### GIVEN INFORMATION
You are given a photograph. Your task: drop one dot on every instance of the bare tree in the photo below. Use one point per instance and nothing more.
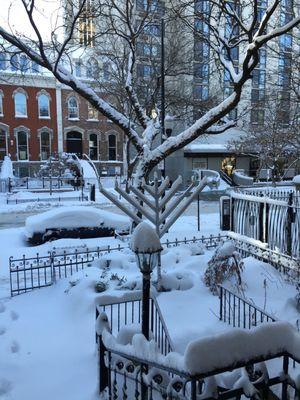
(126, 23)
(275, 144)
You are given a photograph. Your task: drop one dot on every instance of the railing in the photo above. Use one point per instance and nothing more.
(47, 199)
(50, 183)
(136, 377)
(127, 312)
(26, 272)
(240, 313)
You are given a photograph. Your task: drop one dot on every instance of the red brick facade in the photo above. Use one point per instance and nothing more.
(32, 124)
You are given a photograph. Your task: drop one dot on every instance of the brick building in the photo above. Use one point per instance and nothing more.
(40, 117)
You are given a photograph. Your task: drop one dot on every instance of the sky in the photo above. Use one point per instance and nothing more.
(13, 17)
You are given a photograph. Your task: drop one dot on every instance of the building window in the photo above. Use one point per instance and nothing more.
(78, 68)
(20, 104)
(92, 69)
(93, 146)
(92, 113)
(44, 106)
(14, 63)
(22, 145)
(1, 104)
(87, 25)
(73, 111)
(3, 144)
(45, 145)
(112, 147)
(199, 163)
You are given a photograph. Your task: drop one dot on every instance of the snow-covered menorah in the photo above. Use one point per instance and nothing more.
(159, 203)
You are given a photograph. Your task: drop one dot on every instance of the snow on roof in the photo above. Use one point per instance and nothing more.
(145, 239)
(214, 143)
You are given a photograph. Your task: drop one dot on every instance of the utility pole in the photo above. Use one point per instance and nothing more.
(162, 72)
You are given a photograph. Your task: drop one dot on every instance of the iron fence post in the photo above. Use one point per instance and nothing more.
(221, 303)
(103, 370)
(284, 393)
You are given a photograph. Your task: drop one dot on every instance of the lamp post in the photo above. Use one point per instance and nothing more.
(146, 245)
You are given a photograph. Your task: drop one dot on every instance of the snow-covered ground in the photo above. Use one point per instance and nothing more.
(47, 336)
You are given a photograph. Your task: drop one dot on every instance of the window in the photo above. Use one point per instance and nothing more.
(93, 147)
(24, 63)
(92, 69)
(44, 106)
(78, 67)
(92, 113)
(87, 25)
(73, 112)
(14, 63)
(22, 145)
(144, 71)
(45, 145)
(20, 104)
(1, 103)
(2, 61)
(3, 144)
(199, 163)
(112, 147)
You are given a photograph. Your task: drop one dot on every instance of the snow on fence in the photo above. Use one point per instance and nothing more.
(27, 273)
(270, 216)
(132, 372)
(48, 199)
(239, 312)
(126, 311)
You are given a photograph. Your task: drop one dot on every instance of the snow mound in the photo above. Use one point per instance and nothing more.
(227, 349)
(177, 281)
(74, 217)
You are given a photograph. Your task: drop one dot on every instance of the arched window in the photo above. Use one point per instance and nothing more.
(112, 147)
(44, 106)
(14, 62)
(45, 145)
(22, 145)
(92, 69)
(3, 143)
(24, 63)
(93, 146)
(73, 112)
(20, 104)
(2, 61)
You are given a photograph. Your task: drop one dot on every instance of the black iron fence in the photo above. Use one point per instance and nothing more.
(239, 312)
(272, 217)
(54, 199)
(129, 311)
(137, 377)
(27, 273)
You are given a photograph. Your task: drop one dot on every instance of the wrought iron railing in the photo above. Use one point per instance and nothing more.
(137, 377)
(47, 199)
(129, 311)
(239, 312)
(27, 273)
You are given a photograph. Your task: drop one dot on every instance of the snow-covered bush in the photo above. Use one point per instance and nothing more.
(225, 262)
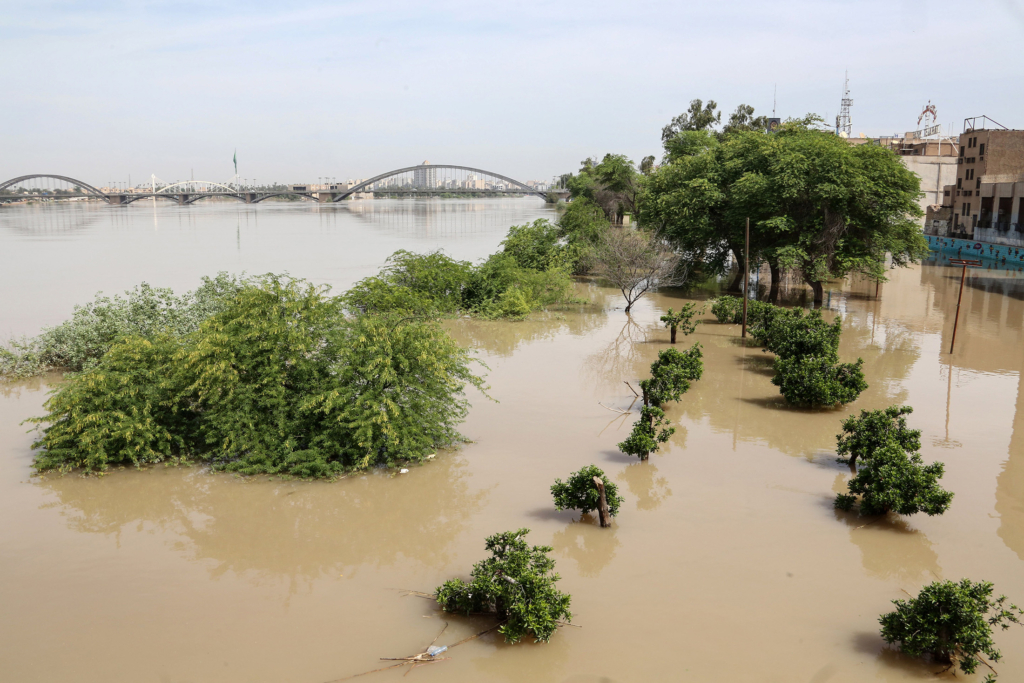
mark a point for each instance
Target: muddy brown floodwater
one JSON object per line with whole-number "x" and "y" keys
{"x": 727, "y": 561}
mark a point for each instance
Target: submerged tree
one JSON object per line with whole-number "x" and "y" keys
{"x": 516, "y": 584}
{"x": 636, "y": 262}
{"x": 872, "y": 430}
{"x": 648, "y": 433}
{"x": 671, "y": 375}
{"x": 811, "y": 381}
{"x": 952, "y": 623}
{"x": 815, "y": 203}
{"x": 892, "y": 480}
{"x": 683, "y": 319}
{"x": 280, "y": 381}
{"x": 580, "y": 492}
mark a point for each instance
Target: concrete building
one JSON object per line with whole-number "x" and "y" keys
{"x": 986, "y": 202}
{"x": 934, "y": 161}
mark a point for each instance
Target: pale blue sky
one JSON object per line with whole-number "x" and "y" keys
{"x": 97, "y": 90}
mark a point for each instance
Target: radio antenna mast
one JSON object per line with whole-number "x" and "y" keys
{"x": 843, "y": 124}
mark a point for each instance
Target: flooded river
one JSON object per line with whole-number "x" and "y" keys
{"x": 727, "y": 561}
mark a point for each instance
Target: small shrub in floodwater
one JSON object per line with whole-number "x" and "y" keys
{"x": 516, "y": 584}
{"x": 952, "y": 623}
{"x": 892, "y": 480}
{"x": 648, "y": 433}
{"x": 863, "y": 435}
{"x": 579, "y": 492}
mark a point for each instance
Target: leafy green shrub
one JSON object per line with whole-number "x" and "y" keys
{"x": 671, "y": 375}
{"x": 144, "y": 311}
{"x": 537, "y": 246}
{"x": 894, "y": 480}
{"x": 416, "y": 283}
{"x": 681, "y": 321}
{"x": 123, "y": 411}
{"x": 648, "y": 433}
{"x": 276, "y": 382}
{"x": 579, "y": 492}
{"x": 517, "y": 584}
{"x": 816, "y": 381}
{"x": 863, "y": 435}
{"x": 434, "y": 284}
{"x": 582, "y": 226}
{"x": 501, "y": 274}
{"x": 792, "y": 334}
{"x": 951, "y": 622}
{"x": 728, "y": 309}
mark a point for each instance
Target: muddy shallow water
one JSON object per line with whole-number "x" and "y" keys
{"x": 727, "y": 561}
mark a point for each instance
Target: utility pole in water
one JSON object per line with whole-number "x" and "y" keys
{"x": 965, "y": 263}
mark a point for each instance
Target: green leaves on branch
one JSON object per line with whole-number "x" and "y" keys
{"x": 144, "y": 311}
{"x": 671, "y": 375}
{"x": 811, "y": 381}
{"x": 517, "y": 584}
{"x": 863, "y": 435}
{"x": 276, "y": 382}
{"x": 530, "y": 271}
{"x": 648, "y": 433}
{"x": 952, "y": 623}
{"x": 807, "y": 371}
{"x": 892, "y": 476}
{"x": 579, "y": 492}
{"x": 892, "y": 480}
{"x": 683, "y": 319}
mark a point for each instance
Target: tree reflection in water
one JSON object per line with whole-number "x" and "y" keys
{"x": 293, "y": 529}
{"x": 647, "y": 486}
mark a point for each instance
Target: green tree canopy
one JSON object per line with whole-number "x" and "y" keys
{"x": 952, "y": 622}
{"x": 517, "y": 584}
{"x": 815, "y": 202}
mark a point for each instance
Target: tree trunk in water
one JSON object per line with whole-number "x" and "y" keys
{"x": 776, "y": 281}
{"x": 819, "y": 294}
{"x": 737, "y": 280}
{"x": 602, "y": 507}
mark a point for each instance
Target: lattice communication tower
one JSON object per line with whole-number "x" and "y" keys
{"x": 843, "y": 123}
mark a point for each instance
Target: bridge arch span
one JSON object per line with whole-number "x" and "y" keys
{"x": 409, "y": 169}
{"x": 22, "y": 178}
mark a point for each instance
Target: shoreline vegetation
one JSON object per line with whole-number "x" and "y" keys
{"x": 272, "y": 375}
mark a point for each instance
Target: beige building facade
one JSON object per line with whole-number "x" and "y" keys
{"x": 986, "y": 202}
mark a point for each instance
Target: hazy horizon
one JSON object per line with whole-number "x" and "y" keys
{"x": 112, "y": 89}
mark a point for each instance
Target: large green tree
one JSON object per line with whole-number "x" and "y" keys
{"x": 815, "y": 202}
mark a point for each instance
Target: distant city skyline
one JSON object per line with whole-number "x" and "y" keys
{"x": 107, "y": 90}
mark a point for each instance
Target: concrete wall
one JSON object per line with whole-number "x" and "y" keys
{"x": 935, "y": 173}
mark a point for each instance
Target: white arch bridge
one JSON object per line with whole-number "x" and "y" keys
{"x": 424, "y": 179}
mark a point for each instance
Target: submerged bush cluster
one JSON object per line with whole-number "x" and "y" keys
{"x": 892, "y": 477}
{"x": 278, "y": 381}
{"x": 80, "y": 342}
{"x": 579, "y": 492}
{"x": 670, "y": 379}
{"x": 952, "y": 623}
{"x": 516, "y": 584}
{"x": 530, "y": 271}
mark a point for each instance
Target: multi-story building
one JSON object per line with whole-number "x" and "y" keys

### EXERCISE REQUIREMENTS
Exactly the lines between the one containing "Target: bridge arch span" and the end of the material, both ends included, must be retyped, with nothing added.

### REPLY
Target: bridge arch span
one JSON object per line with whole-number "x" and "y" keys
{"x": 409, "y": 169}
{"x": 22, "y": 178}
mark a point for each instance
Target: shoreline vegetation
one JSON object per line with whole-number "x" and "y" keys
{"x": 272, "y": 375}
mark a point for each instance
Target: beige building facade
one JSON object per line with whole-number "x" and "y" keys
{"x": 986, "y": 202}
mark a point for each instance
Target: hazy horizon
one JSON object per line with whole-number "x" and "y" keys
{"x": 112, "y": 89}
mark a point for each instance
Target: large green tree
one JSON object per line with whole-number "x" and "y" keys
{"x": 815, "y": 202}
mark a point for each instance
Target: distant city skyline
one JSON object per line with whole-number "x" and "y" keys
{"x": 107, "y": 90}
mark a point for each instance
Target: concrete wall
one JSON object per line with whole-number "x" and "y" keys
{"x": 935, "y": 173}
mark a point for each instance
Target: white arch bridge
one JSON object per line with whole-number "x" and "y" keys
{"x": 424, "y": 179}
mark a point for each instance
Target: submerged bush cluster
one JSON object per line with whole-number "x" and "y" keys
{"x": 892, "y": 477}
{"x": 278, "y": 381}
{"x": 80, "y": 342}
{"x": 579, "y": 492}
{"x": 670, "y": 379}
{"x": 952, "y": 623}
{"x": 516, "y": 584}
{"x": 530, "y": 271}
mark a point for each instance
Target: multi-story building
one JSON object per line with whole-number "x" and "y" keys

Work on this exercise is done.